◆ Texto ◆
El Teatro Real puso el listón tan alto la temporada pasada que no tendrá fácil en la que está a punto de empezar concitar tantas emociones y triunfos, como el Opera Award a la mejor compañía de ópera del mundo. El anterior fue el curso en el que el coliseo madrileño, capitaneado por Gregorio Marañón y Joan Matabosch, consiguió doblarle el pulso al virus y mantenerse abierto sin interrupción. Algo que lo convirtió en una especie de oasis en el planeta lírico, noqueado por el embate de la Covid. El título escogido para abrir el próximo jueves, 23, es La Cenerentola, obra que Gioachino Rossini manufacturó en tan solo tres semanas, sólo un año después de haber compuesto el hito más popular de toda su carrera, El barbero de Sevilla.



La Cenerentola fue una solución de urgencia del empresario de Teatro Valle de Roma, al que la censura había tirado el libreto Ninetta [Laurina] alla Corte, basado en la historia de Francisca de Foix, amante de Francico I de Francia. Para tapar el boquete abierto en la programación convocó en su casa a Rossini, que por entonces tenía 25 años, y al libretista Jacopo Feretti. Este, en una especie de tormenta de ideas, propuso decenas de historias, pero a Rossini no terminaba de cuadrarle ninguna. Hasta que, con todos los reunidos a punto de claudicar ante la somnolencia tras horas de deliberación, Ferretti sacó a relucir La Cenicienta, la célebre fábula de redención socioecónomica de una joven maltratada por su madrastra que Charles Perrault formuló, con vuelo fantasioso, en su cuento de 1697.

Truco metateatral



A Rossini se le encendió la bombilla. Así que ambos pisaron el acelerador para tener la ópera lista el 25 de enero de 1817, día en que se estrenó, siendo bastante contestada en un principio. Aunque no tardaría en erigirse en un éxito por toda Italia y recorrer Europa (en el Teatro Real se vería por primera vez en 1851). En aquella premiere quedó patente un detalle significativo: todos los efectos mágicos como, por ejemplo, la conversión instantánea de calabazas en carrozas, habían desaparecido. Rossini y Ferretti, imbuidos por los aires de la Ilustración, optaban por un filósofo para sustituir al hada madrina que ayuda a la pobre huérfana a escapar de la tiranía doméstica a que está sometida. En la coproducción entre la Den Norske Opera de Oslo y la Opéra National de Lyon que se podrá ver en el Teatro Real, Stefan Herheim, el regista, ha concretado en el escenario ese tránsito de lo paranormal al realismo cartesiano dictado por el propio Rossini.

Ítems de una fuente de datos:

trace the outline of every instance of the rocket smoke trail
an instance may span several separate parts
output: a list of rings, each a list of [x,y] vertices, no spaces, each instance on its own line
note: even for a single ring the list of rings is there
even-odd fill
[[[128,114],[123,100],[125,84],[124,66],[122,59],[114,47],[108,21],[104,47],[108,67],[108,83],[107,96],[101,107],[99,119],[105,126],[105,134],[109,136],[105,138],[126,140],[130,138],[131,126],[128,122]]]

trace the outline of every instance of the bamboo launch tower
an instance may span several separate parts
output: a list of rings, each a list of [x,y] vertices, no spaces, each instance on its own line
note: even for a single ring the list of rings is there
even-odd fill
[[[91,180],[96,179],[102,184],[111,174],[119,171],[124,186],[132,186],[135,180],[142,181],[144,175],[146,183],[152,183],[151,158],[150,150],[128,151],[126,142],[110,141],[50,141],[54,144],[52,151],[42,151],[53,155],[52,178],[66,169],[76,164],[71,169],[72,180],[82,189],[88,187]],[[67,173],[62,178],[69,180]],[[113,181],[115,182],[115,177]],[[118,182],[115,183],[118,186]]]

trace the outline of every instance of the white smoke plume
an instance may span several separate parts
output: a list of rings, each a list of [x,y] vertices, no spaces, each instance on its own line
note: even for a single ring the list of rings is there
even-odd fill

◆ Consigna de trabajo 1 ◆
Responde brevemente a estas preguntas sobre el texto de La Cenerentola:
(a) ¿Qué día se abrirá la temporada con el título escogido?
(b) ¿Qué edad tenía Rossini cuando el empresario lo convocó en su casa?
(c) ¿En qué año se vio la obra por primera vez en el Teatro Real?
◆ Consigna de trabajo 2 ◆
Transcribe del texto de La Cenerentola el fragmento que va desde "La Cenerentola fue" hasta "cuento de 1697.".
◆ Consigna de trabajo 3 ◆
Indica si cada afirmación coincide con el texto de La Cenerentola y cita las palabras que lo demuestran:
(a) Rossini compuso La Cenerentola en tres semanas.
(b) La ópera fue bien recibida por todos desde su estreno.
(c) En la versión de Rossini y Ferretti, un hada madrina ayuda a la huérfana.

◆ Respuesta escrita 1 ◆
(a) El próximo jueves, 23.
(b) 25 años.
(c) En 1851.

◆ Respuesta escrita 2 ◆
La Cenerentola fue una solución de urgencia del empresario de Teatro Valle de Roma, al que la censura había tirado el libreto Ninetta [Laurina] alla Corte, basado en la historia de Francisca de Foix, amante de Francico I de Francia. Para tapar el boquete abierto en la programación convocó en su casa a Rossini, que por entonces tenía 25 años, y al libretista Jacopo Feretti. Este, en una especie de tormenta de ideas, propuso decenas de historias, pero a Rossini no terminaba de cuadrarle ninguna. Hasta que, con todos los reunidos a punto de claudicar ante la somnolencia tras horas de deliberación, Ferretti sacó a relucir La Cenicienta, la célebre fábula de redención socioecónomica de una joven maltratada por su madrastra que Charles Perrault formuló, con vuelo fantasioso, en su cuento de 1697.

◆ Respuesta escrita 3 ◆
(a) Sí: «obra que Gioachino Rossini manufacturó en tan solo tres semanas».
(b) No: «siendo bastante contestada en un principio».
(c) No: «optaban por un filósofo para sustituir al hada madrina».